> **Zadania do zrobienia**:
[1] Skopiuj z fragmentu o cenach koni część, która zaczyna się od słów zawierających „A co takiego”, a kończy na „to był luksus.”.
[2] Przetłumacz na angielski zdanie z fragmentu o cenach koni: „A co takiego złego jest w kupowaniu od handlarza?”

___ Wybrany fragment

A co takiego złego jest w kupowaniu od handlarza? Tylko o ta przebitkę cenową chodzi?
asiaj, Wg mnie ceny koni są owszem przesadzone, ale koń dorosły, chodzący pod siodłem nie powinien kosztować mniej jak te 25-30 dlatego, że jeśli są tańsze to kupują je ludzi których nie stać potem na weta, leczenie wrzodów czy pasujące siodło itp i cierpią na tym konie.
Konie były zawsze drogie, ostatnie 7-8 lat temu konie nagle staniały, 15 lat wstecz koń to był luksus.

______
___ Udostępniony materiał

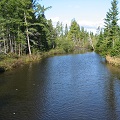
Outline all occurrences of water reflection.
[0,52,120,120]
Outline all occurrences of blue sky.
[40,0,120,33]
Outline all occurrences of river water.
[0,52,120,120]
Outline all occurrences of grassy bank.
[0,49,65,72]
[106,55,120,66]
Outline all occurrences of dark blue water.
[0,52,120,120]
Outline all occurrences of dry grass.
[106,55,120,66]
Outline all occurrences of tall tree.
[104,0,119,48]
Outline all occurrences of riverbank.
[0,49,65,73]
[106,55,120,66]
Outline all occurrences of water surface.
[0,52,120,120]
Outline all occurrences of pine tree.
[104,0,119,49]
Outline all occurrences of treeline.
[96,0,120,56]
[0,0,94,56]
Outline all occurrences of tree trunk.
[24,12,31,55]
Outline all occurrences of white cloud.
[78,21,104,28]
[51,17,60,22]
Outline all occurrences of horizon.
[39,0,120,33]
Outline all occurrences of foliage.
[96,0,120,56]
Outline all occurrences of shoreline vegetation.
[0,49,65,73]
[0,49,90,73]
[106,55,120,67]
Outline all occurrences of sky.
[40,0,120,33]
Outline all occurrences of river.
[0,52,120,120]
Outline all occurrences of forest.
[0,0,120,70]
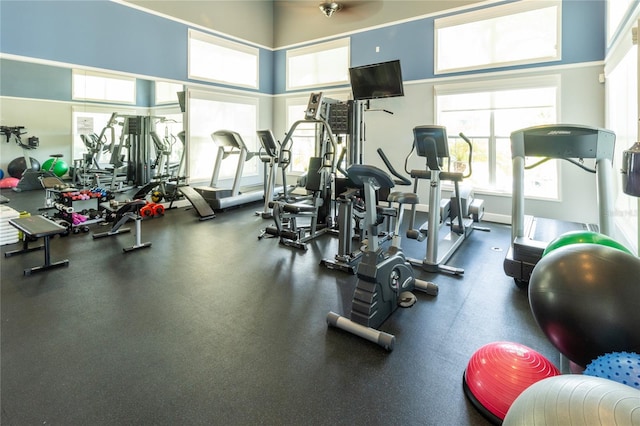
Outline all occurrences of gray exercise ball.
[502,374,640,426]
[529,244,640,367]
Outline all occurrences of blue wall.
[0,0,606,102]
[0,0,273,95]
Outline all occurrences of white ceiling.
[125,0,484,48]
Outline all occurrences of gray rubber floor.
[1,190,560,426]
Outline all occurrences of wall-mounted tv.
[349,59,404,101]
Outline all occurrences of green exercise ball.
[542,231,633,257]
[42,158,69,177]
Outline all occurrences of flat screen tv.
[349,59,404,101]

______

> **Odpowiedzi do zadań**:
[1]
A co takiego złego jest w kupowaniu od handlarza? Tylko o ta przebitkę cenową chodzi?
asiaj, Wg mnie ceny koni są owszem przesadzone, ale koń dorosły, chodzący pod siodłem nie powinien kosztować mniej jak te 25-30 dlatego, że jeśli są tańsze to kupują je ludzi których nie stać potem na weta, leczenie wrzodów czy pasujące siodło itp i cierpią na tym konie.
Konie były zawsze drogie, ostatnie 7-8 lat temu konie nagle staniały, 15 lat wstecz koń to był luksus.

[2] What's so bad about buying from a dealer?